### Texto fuente
Mar 17.02.2004

CONTRATAPA

La manta corta

› Por Juan Sasturain

Se sabe: el fútbol da para todo. Y ni hablar del discurso futbolero, usina de metáforas de progresivo uso común en cualquier ámbito, porque si hoy se permiten definiciones ideológicas del tipo “se juega como se vive” –Valdano dixit–, bien vale su versión reversible: “Se vive como se juega”. Y sin duda que hay formas de concebir el juego –de nombrarlo, de describirlo– que tienen su correspondencia en maneras de encarar cualquier aspecto de la vida, privada o pública. Y sin necesidad de recurrir a fáciles ejemplos maradonianos.
A lo largo de los años ‘60, por ejemplo, San Lorenzo tuvo dos equipos bárbaros, no exactamente sucesivos ni muy parecidos entre sí, pero asociados –en la memoria de hinchas felices y espectadores de buen paladar– por el fútbol bien jugado y la continuidad de algunos de sus emblemáticos jugadores. Esos equipos hicieron goles de todo tipo, ganaron muchos partidos, algún campeonato y, además, fueron definidos con la chapa identificatoria de dos apodos memorables que mentaban sus virtudes de frescura y contundencia: Los Carasucias y Los Matadores. El tucumano Albrecht en el fondo y el tácito Oveja Telch jugaron y crecieron en los dos planteles, pero uno recuerda siempre del medio para arriba cuando piensa en los apodos: y ahí sí, el Bambino Veira y el Loco Doval fueron auténticos carasucias y matadores.
Más allá de los mitos, las exageraciones y las distorsiones que provocan el paso del tiempo, esos dos planteles del Ciclón dejaron huella, pero la marca es diferente ya que los ricos apodos hablan de distintas cosas: en un caso, carasucias era una condición; en el otro, matadores remitía a una aptitud. Mientras unos se definían por lo que eran, los otros, por lo que te hacían. Y realmente Pedrito González y el Lobo Fischer te mataban... Esos Matadores eran más sólidos y maduros, ganaron más e hicieron historia al salir campeones en 1968. Los previos Carasucias que arrancan saltando a primera en el ‘64 eran más atorrantes; duraron poco y celebraron menos. “Tú no has ganado nada” diría un pensador paraguayo que no es Roa Bastos. Pero fueron (son) leyenda.

### Serie de tareas
**A.** Reescribe el pasaje de la columna que empieza con "Más allá de" y sigue hasta "fueron (son) leyenda.", poniendo "sobrenombres" en lugar de "apodos".
**B.** Enumera todos los jugadores de San Lorenzo que se mencionan en la columna.

### Datos extraídos
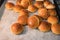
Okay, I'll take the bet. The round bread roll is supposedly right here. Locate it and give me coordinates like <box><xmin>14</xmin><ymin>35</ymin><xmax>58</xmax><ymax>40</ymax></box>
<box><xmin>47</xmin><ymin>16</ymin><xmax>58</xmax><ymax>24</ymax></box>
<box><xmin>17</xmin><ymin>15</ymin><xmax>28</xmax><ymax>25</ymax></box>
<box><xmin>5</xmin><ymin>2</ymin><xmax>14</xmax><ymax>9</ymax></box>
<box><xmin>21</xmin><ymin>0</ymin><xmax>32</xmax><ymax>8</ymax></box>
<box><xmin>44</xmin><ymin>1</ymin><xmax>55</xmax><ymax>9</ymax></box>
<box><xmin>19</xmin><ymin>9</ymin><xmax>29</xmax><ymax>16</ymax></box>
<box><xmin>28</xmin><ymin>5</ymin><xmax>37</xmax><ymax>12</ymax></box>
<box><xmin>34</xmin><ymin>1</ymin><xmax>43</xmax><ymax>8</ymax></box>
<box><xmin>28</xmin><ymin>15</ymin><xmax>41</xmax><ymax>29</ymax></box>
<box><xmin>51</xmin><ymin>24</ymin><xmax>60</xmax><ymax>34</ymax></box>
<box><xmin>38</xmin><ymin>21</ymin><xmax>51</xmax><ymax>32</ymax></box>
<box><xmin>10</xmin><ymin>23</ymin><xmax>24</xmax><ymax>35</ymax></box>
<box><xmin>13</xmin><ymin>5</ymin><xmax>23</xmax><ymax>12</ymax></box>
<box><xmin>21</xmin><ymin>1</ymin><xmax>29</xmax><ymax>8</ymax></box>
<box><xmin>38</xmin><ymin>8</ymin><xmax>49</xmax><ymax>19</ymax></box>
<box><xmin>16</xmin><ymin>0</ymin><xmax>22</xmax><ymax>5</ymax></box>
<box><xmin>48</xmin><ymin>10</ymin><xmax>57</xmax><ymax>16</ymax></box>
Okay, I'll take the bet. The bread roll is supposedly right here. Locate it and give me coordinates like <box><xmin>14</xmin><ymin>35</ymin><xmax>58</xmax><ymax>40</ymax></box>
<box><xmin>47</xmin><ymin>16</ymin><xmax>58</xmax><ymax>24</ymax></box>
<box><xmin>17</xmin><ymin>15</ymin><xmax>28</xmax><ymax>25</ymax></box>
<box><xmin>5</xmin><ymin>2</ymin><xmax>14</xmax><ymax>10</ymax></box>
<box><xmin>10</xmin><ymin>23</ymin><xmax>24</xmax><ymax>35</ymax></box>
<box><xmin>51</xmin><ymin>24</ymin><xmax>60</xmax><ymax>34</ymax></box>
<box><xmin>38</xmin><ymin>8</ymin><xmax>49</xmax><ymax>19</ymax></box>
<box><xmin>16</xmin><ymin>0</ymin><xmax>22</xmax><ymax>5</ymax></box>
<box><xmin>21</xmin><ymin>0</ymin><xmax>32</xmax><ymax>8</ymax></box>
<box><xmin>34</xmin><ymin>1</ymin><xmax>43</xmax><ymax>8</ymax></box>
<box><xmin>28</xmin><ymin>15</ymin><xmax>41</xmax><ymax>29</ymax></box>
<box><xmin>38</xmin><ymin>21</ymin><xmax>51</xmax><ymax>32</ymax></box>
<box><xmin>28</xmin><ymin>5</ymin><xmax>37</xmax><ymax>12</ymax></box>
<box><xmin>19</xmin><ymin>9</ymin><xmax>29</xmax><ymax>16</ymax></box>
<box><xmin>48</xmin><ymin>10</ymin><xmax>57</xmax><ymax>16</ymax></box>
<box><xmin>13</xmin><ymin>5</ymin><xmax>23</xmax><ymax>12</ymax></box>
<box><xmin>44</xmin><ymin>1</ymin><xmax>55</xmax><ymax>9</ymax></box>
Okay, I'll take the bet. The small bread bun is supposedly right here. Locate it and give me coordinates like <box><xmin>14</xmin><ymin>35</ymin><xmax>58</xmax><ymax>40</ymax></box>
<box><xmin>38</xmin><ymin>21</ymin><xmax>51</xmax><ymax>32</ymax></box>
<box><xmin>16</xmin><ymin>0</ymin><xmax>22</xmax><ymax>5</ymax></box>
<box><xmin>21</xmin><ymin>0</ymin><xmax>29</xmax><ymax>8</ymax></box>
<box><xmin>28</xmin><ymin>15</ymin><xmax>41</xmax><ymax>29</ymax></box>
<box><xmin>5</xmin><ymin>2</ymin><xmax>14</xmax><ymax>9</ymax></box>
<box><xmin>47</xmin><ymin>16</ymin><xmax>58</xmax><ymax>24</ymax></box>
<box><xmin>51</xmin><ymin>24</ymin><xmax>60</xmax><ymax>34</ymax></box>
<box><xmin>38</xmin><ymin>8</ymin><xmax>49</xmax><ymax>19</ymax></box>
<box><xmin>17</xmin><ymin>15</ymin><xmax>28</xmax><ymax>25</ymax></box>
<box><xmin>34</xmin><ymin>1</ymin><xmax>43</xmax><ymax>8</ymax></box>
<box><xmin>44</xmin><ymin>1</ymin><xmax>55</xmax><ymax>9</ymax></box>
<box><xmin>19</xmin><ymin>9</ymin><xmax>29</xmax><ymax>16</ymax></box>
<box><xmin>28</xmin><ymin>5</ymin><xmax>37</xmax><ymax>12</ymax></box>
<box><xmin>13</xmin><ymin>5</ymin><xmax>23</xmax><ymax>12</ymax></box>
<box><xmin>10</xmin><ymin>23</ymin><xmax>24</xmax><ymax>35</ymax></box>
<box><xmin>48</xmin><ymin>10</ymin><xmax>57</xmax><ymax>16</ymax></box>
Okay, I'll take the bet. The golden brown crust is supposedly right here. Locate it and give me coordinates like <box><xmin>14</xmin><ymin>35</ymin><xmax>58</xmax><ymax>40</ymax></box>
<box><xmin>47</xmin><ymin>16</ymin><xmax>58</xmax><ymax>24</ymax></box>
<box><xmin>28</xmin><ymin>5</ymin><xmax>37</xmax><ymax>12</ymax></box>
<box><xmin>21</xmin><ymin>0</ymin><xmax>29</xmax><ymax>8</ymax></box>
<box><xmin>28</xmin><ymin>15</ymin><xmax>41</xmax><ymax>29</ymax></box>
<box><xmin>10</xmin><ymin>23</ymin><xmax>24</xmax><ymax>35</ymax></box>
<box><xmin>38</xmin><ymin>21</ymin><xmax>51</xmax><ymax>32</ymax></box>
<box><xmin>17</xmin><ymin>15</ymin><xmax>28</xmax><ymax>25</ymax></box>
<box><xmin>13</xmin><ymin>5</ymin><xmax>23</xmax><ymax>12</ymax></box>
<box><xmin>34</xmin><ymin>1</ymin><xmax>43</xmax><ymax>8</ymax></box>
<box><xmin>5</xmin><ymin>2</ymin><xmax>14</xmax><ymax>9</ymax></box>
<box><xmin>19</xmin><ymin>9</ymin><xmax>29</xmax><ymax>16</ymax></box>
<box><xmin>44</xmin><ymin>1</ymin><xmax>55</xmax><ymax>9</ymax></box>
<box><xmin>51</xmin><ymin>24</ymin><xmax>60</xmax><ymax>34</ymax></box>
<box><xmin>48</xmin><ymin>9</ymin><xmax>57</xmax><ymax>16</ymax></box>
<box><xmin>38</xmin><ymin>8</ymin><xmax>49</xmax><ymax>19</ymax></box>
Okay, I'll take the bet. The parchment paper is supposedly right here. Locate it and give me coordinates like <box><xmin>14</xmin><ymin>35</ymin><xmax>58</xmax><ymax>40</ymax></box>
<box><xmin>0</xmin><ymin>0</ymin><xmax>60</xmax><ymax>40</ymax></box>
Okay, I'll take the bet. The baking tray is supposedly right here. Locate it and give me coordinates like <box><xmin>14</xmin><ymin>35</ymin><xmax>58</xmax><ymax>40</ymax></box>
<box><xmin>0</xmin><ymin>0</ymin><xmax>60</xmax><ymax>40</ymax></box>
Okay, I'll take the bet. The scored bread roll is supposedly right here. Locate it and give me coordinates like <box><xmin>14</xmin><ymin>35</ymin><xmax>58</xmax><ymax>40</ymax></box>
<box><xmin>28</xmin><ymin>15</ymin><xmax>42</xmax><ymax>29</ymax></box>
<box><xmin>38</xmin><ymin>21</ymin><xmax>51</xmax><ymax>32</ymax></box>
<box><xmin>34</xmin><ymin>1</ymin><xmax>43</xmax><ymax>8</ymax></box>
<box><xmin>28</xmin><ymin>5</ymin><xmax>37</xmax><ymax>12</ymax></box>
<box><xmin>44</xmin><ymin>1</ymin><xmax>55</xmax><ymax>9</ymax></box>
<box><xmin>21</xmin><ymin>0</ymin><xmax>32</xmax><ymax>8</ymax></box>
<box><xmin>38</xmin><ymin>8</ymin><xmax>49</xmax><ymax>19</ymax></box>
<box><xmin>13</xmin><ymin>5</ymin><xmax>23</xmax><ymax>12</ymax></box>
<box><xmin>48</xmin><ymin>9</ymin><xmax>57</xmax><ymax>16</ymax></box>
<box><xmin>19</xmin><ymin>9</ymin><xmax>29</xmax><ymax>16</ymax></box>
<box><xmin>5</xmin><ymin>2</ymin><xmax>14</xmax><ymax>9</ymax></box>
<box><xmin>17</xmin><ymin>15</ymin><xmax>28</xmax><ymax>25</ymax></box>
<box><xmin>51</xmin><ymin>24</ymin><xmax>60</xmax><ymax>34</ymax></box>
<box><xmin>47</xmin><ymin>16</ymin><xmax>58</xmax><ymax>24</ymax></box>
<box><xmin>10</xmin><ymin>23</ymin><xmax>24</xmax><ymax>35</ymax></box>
---
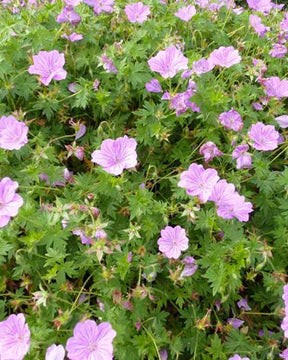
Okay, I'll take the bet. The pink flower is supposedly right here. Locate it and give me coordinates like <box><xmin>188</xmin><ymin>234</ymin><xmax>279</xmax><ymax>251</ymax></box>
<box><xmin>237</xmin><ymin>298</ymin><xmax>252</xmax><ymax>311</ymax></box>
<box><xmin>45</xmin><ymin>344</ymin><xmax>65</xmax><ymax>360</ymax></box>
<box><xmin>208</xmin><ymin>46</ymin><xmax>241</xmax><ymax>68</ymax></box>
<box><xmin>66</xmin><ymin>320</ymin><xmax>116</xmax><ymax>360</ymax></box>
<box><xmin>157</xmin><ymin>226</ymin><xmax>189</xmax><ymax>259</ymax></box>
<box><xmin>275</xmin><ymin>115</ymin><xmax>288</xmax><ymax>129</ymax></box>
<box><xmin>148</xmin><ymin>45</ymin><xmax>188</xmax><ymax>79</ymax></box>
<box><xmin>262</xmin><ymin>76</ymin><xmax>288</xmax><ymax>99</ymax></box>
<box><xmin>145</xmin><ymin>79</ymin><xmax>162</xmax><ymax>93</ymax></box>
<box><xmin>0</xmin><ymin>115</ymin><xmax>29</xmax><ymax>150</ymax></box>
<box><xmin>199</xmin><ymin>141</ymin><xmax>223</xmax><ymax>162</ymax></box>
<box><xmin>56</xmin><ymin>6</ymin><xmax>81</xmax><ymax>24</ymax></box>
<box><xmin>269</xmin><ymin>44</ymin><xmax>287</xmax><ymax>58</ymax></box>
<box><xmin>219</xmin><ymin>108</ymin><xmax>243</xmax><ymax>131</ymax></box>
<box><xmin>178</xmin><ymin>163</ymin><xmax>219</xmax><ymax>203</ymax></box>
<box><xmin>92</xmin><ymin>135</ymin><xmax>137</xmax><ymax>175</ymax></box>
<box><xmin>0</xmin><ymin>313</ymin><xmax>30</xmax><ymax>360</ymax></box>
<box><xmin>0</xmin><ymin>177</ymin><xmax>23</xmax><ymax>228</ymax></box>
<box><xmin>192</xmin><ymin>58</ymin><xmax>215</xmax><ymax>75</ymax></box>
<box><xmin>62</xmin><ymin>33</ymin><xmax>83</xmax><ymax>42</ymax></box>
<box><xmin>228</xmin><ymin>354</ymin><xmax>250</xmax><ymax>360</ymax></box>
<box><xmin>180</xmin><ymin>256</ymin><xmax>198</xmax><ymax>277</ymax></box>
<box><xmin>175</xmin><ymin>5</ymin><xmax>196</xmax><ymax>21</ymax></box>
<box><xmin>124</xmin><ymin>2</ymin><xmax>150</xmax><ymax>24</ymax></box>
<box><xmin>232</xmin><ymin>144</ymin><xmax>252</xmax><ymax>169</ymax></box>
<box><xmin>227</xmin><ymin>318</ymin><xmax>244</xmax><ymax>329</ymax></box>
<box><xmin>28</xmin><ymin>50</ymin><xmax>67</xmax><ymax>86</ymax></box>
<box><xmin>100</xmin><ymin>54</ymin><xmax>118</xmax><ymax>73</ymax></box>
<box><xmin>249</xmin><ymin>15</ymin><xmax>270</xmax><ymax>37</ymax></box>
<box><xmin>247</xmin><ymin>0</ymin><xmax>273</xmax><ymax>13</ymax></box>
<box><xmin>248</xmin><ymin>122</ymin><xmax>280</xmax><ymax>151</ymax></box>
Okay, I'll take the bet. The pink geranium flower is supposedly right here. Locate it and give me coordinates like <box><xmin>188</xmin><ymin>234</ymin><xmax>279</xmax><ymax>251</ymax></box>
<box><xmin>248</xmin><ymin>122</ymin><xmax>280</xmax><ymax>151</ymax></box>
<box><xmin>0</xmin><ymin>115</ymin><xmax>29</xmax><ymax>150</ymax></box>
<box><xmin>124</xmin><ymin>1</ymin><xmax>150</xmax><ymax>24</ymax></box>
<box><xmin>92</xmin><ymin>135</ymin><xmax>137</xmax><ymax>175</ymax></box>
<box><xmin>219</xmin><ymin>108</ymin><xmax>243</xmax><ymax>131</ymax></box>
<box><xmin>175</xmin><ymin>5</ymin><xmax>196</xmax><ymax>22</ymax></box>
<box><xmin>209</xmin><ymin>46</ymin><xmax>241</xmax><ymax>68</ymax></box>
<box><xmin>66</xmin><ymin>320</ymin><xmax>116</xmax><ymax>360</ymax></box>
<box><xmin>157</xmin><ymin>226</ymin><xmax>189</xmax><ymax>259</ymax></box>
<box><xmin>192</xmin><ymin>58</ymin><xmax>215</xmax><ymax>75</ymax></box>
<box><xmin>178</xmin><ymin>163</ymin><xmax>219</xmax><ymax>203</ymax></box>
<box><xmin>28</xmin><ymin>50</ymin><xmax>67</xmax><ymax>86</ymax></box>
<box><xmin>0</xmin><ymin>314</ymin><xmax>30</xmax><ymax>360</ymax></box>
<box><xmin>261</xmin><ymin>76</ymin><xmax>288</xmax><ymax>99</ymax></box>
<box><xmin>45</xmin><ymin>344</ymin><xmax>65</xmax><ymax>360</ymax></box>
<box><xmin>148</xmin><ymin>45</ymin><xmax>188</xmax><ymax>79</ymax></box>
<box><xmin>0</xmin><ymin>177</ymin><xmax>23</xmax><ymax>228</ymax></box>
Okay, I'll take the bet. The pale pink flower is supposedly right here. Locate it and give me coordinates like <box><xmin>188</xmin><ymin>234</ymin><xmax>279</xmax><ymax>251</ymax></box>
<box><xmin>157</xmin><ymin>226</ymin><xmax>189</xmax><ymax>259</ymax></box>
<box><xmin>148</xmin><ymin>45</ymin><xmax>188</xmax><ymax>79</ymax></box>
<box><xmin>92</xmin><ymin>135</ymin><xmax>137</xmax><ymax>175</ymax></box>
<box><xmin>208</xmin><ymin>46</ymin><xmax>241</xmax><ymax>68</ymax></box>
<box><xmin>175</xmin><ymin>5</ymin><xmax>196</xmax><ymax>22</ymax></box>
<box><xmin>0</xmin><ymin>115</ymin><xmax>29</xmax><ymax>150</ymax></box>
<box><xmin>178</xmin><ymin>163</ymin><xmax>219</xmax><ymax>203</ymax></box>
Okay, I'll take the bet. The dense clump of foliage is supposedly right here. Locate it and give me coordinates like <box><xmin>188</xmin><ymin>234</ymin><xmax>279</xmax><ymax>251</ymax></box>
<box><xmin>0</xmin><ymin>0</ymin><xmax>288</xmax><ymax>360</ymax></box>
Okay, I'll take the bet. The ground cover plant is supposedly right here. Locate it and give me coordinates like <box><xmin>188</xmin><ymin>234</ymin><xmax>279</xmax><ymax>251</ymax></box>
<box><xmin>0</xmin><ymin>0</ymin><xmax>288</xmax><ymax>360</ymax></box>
==
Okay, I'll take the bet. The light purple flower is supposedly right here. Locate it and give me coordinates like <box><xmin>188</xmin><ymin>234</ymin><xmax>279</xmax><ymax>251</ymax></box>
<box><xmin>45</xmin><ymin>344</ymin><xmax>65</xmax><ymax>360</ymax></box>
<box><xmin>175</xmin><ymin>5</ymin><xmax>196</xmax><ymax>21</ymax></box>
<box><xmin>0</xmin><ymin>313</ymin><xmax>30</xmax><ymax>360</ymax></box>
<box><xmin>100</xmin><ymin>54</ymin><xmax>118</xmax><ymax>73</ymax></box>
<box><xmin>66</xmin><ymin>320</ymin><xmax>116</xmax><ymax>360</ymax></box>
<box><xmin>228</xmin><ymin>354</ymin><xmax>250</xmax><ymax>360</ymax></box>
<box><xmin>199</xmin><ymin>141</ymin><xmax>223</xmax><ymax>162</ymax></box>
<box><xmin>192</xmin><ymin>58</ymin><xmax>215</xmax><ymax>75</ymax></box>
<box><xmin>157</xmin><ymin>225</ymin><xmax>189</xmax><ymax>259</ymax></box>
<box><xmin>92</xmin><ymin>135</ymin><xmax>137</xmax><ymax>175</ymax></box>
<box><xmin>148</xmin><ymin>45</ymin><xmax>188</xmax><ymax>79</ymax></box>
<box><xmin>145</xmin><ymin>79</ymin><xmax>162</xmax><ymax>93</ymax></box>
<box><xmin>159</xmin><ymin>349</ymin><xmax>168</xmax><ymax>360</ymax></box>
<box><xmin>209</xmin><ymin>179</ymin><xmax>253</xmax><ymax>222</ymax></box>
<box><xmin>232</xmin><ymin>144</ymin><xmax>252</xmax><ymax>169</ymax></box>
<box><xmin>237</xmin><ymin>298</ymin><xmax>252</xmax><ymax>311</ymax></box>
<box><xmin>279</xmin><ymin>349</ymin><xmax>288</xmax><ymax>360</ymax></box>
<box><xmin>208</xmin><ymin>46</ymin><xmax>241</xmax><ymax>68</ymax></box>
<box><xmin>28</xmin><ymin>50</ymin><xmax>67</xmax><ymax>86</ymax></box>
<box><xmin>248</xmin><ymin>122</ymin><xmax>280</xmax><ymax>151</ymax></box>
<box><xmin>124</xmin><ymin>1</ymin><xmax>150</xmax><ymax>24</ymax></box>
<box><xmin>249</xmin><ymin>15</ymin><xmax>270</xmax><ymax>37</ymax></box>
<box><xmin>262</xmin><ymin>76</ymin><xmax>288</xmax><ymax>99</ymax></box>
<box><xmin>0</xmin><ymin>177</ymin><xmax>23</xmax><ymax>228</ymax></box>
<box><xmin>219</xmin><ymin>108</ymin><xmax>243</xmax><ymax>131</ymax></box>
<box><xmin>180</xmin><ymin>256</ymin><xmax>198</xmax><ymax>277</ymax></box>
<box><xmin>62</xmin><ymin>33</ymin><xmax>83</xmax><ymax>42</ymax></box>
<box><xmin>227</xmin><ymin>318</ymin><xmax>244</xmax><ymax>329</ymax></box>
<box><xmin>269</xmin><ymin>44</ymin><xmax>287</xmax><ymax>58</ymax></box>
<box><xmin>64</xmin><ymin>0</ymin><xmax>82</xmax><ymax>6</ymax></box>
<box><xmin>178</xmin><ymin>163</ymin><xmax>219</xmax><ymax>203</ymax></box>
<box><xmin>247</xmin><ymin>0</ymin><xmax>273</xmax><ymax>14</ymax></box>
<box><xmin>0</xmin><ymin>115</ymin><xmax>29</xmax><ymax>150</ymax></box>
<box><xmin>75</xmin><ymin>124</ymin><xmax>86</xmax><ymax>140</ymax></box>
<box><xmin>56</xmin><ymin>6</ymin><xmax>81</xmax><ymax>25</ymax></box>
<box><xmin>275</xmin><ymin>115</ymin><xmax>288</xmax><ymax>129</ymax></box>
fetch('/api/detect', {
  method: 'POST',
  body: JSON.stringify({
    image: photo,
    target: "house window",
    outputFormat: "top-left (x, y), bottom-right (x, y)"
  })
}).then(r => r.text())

### Respuestas
**A.**
Más allá de los mitos, las exageraciones y las distorsiones que provocan el paso del tiempo, esos dos planteles del Ciclón dejaron huella, pero la marca es diferente ya que los ricos sobrenombres hablan de distintas cosas: en un caso, carasucias era una condición; en el otro, matadores remitía a una aptitud. Mientras unos se definían por lo que eran, los otros, por lo que te hacían. Y realmente Pedrito González y el Lobo Fischer te mataban... Esos Matadores eran más sólidos y maduros, ganaron más e hicieron historia al salir campeones en 1968. Los previos Carasucias que arrancan saltando a primera en el ‘64 eran más atorrantes; duraron poco y celebraron menos. “Tú no has ganado nada” diría un pensador paraguayo que no es Roa Bastos. Pero fueron (son) leyenda.

**B.**
- Albrecht
- Oveja Telch
- Bambino Veira
- Loco Doval
- Pedrito González
- Lobo Fischer